## What to work on
Rescale the entries from the line that has "One point per instance of the smartphone." through the end of the entries, and give those lines again with the requests included. Multiply every x and y coordinate in the answers by 0.55, rounding to whole numbers with halves rounded up.

(Dataset entries)
▼▼▼
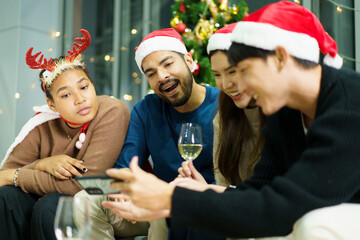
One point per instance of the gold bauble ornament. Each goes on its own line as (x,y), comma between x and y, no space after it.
(203,30)
(188,34)
(213,8)
(175,21)
(224,5)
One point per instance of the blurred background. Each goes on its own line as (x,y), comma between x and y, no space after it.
(116,28)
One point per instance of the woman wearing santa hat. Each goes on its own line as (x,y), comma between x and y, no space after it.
(309,171)
(77,133)
(237,126)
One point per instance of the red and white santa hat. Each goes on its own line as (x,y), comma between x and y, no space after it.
(165,39)
(291,26)
(220,40)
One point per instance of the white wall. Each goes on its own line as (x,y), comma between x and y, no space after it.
(24,24)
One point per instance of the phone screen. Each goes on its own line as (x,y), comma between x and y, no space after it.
(97,185)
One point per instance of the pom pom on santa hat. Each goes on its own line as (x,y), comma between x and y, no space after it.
(220,40)
(291,26)
(160,40)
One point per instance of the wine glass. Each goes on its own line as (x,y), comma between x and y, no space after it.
(190,141)
(71,223)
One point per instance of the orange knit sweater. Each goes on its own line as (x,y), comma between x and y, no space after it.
(105,136)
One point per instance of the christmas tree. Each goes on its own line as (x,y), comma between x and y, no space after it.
(196,21)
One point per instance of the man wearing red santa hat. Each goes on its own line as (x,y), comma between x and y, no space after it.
(309,171)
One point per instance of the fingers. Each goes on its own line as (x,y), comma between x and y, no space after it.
(120,196)
(134,166)
(121,174)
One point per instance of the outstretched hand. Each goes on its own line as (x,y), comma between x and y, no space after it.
(145,190)
(127,210)
(61,166)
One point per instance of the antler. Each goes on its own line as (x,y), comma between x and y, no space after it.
(32,63)
(77,48)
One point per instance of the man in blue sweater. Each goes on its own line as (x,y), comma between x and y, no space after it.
(309,171)
(155,126)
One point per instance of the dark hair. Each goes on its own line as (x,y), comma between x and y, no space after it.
(234,131)
(47,89)
(238,52)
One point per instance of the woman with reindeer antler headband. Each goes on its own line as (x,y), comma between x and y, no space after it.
(77,133)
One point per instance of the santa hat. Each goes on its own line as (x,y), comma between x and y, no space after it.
(165,39)
(291,26)
(220,40)
(44,114)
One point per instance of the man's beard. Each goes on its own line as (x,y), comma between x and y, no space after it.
(186,88)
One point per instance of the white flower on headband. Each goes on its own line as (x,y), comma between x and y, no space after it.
(53,69)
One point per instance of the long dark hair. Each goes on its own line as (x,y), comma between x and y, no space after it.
(234,131)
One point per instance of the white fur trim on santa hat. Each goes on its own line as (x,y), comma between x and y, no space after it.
(45,115)
(335,62)
(268,37)
(159,43)
(219,41)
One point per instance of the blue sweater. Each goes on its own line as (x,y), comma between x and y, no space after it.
(154,130)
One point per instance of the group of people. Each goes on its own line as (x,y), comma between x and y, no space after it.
(279,154)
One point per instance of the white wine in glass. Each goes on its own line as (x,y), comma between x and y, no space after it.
(190,141)
(71,223)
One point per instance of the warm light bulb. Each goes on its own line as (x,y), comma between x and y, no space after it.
(137,80)
(339,9)
(127,97)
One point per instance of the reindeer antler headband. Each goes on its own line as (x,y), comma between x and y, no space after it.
(53,69)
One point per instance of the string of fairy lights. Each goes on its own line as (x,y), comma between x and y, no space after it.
(127,97)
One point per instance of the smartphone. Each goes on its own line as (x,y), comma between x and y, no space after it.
(97,184)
▲▲▲
## Result of this task
One point per instance of the smartphone. Each goes on its own line as (x,y), comma between x and y, no space after it.
(53,101)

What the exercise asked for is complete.